### To be done
1 > Answer these from the article on JBS, one line each:
(a) What was JBS's estimated deforestation footprint in its indirect supply chain between 2008 and 2020?
(b) Which organizing group is Dr Laura Kehoe a member of?
(c) How many times each year does NI Water say raw sewage and untreated trade effluent spill from its facilities?
2 > Extend the article on JBS and NI Water, picking up right after its last sentence.
──────── Article
This includes forced labour and land grabbing of Indigenous lands. Between 2008 and 2020 JBS’s total deforestation footprint was estimated at 200,000 hectares in its direct supply chain and 1.5 million hectares in its indirect supply chain. 

“While infamous for their role in the destruction of the Amazon, JBS is less well known for its part in the ecological collapse of Ireland’s largest lake,” said Dr Laura Kehoe, an environmental scientist and a member of Slí Eile, the main organising group behind Climate Camp. 

The JBS owned chicken factory farm known as Moy Park was spotlighted recently in a BBC investigation which linked it to hundreds of environmental breaches.

Although NI Water has responsibility for treating effluent from these factories to minimise contamination to waterways, it admitted to the BBC that raw sewage and untreated trade effluent spill from its facilities on 25,000 occasions each year (68 spills per day). 

“If something happens 25,000 times a year it can’t be called a ‘spill’, it’s extreme neglect resulting in ecocide,” continued Dr Kehoe.
────────────────
──────── Supplied material
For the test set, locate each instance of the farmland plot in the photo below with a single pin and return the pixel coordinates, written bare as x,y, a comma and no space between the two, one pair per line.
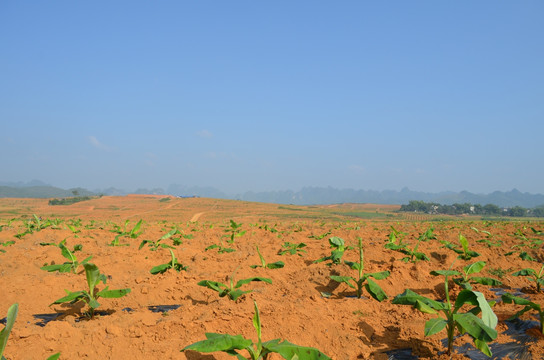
326,305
────────────────
### Answers to the exercises
1 >
(a) 1.5 million hectares
(b) Slí Eile
(c) 25,000 times a year

2 >
Instead of taking immediate action to contain the spills, Agriculture and Environment Minister Andrew Muir said: “I’ll be writing to Moy Park seeking an explanation in terms of the situation you outlined.” 

Pádraig Cairns of Save Lough Neagh said:
“Moy Park is the quintessential example of how industrial agriculture is killing Lough Neagh. Neoliberal capitalism has allowed this multinational corporation to enrich itself and its executives, sending profits abroad and leaving in its wake a ravaged ecosystem. 

“Moy Park is the largest company in the north of Ireland, with a turnover of £1.88 billion last year. The mistreatment of both animals and factory workers should be condemned by anyone with a conscience, and what do the public have to show for all this suffering? A dead Lough.” 

Animal agriculture is Ireland’s most dangerous occupation. While farms account for just 5% of Irish workplaces, the sector accounts for almost half of workplace deaths

The action at the Moy Park factory took place on the final day of Climate Camp, a five-day “festival of resistance” on the shore of Lough Neagh at Ardboe, Co Tyrone, at which hundreds of climate activists and community campaigners gathered, invited by local community groups Save Lough Neagh and Save our Sperrins.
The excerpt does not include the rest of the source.